Exercises:
[a] In the observing report on the Swift refractor, why did the writer point the new Edmund 28mm RKE eyepiece at the Pleiades?
[b] In the observing report on the Swift refractor, take the part that opens with the words "Anyway, Jupiter was" and closes with "in and focused.", and rewrite it with "Pleiades" switched to "Seven Sisters".
#### Selected text ####
I just came in from a half-hour session with my 1964 Swift 839 60mm f13.5 achromat. It's mounted on a modified AZ-3 for ease of use and "swift" set up (groan) straight from the shed.

Anyway, Jupiter was up high and so were the Pleiades, and as I have recently acquired an Edmund 28mm RKE eyepiece I thought I'd give it an airing on the cluster to see how it fared as a low power wide-ish field (comparatively!) combination with the Swift.

I found some shade from the streetlight and found the Pleiades in my finderscope (lovely and sharp as always). Plopped the 28mm RKE in and focused.

The view was filled with the whole cluster - it just fit in the eyepiece, and each and every star was a perfect pinpoint of light perfectly focused across the entire field of view. A more perfect match, size-wise, could not have been made for this scope. What really blew me away though, was that the cluster, being viewed through a 48 year old 60mm aperture scope, was clearly showing the patches of nebulosity that I've only seein in considerably larger apertures from better sites!
#### Entries ####
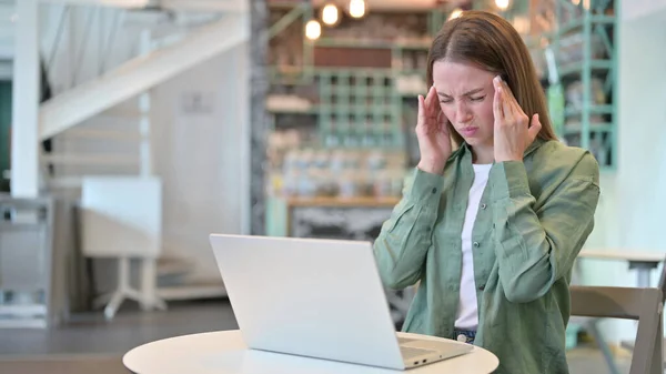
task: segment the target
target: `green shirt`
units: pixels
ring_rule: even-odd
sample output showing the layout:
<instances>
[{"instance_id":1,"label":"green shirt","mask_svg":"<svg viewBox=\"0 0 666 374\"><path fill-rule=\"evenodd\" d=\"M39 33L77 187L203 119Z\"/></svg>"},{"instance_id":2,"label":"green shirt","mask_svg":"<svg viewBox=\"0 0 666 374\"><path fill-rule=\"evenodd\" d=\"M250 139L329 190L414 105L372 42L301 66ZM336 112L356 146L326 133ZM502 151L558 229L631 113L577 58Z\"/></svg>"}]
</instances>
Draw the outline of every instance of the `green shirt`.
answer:
<instances>
[{"instance_id":1,"label":"green shirt","mask_svg":"<svg viewBox=\"0 0 666 374\"><path fill-rule=\"evenodd\" d=\"M598 163L582 149L535 141L524 160L493 164L472 232L478 328L497 373L568 373L572 267L594 226ZM391 289L418 283L403 330L453 338L462 229L474 171L463 144L443 175L414 171L374 252Z\"/></svg>"}]
</instances>

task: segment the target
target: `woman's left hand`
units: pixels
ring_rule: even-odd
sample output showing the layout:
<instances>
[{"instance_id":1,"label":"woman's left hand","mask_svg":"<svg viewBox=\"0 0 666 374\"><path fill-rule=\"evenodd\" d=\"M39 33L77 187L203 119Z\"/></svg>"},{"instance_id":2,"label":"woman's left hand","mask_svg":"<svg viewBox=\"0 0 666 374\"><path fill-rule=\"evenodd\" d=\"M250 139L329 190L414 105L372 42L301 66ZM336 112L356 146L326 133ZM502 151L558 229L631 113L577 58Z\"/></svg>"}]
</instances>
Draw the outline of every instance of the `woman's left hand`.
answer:
<instances>
[{"instance_id":1,"label":"woman's left hand","mask_svg":"<svg viewBox=\"0 0 666 374\"><path fill-rule=\"evenodd\" d=\"M508 84L500 77L493 79L495 98L493 113L495 114L495 162L522 161L525 150L536 139L542 124L538 113L529 118L514 98Z\"/></svg>"}]
</instances>

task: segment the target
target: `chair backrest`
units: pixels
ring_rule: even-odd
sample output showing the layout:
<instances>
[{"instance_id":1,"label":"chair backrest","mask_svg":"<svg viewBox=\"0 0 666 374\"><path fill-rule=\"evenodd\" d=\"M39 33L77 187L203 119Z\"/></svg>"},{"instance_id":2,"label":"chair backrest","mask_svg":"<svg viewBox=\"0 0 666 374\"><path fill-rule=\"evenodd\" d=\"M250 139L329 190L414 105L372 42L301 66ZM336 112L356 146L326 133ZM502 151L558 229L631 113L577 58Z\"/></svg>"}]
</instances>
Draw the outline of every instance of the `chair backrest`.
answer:
<instances>
[{"instance_id":1,"label":"chair backrest","mask_svg":"<svg viewBox=\"0 0 666 374\"><path fill-rule=\"evenodd\" d=\"M629 374L664 373L664 287L571 286L569 291L572 315L638 321Z\"/></svg>"},{"instance_id":2,"label":"chair backrest","mask_svg":"<svg viewBox=\"0 0 666 374\"><path fill-rule=\"evenodd\" d=\"M666 301L666 256L662 262L662 275L659 276L659 290L662 290L662 303Z\"/></svg>"}]
</instances>

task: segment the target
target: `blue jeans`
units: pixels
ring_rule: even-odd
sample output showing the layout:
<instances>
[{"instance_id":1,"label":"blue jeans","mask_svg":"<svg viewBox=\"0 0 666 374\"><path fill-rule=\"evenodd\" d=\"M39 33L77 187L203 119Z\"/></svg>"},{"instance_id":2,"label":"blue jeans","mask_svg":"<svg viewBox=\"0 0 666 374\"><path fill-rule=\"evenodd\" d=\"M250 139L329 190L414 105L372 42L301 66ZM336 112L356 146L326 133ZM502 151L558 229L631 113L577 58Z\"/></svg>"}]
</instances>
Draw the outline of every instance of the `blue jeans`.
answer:
<instances>
[{"instance_id":1,"label":"blue jeans","mask_svg":"<svg viewBox=\"0 0 666 374\"><path fill-rule=\"evenodd\" d=\"M463 341L463 337L465 338L464 341ZM458 342L462 341L464 343L474 344L475 337L476 337L475 331L457 330L457 328L453 330L453 340L454 341L458 341Z\"/></svg>"}]
</instances>

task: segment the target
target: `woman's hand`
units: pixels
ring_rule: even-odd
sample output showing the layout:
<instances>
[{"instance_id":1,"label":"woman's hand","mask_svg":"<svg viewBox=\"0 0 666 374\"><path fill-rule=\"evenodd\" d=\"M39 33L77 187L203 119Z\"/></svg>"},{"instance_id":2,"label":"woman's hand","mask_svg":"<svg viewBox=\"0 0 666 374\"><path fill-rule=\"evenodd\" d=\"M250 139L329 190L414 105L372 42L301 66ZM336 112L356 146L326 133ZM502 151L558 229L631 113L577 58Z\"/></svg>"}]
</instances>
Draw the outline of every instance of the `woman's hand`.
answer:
####
Written answers:
[a] The writer had recently acquired the eyepiece and wanted to see how it performed with the Swift as a low-power, comparatively wide-field combination. Jupiter and the Pleiades were both high, so the cluster was available to test it on.

[b]
Anyway, Jupiter was up high and so were the Seven Sisters, and as I have recently acquired an Edmund 28mm RKE eyepiece I thought I'd give it an airing on the cluster to see how it fared as a low power wide-ish field (comparatively!) combination with the Swift.

I found some shade from the streetlight and found the Seven Sisters in my finderscope (lovely and sharp as always). Plopped the 28mm RKE in and focused.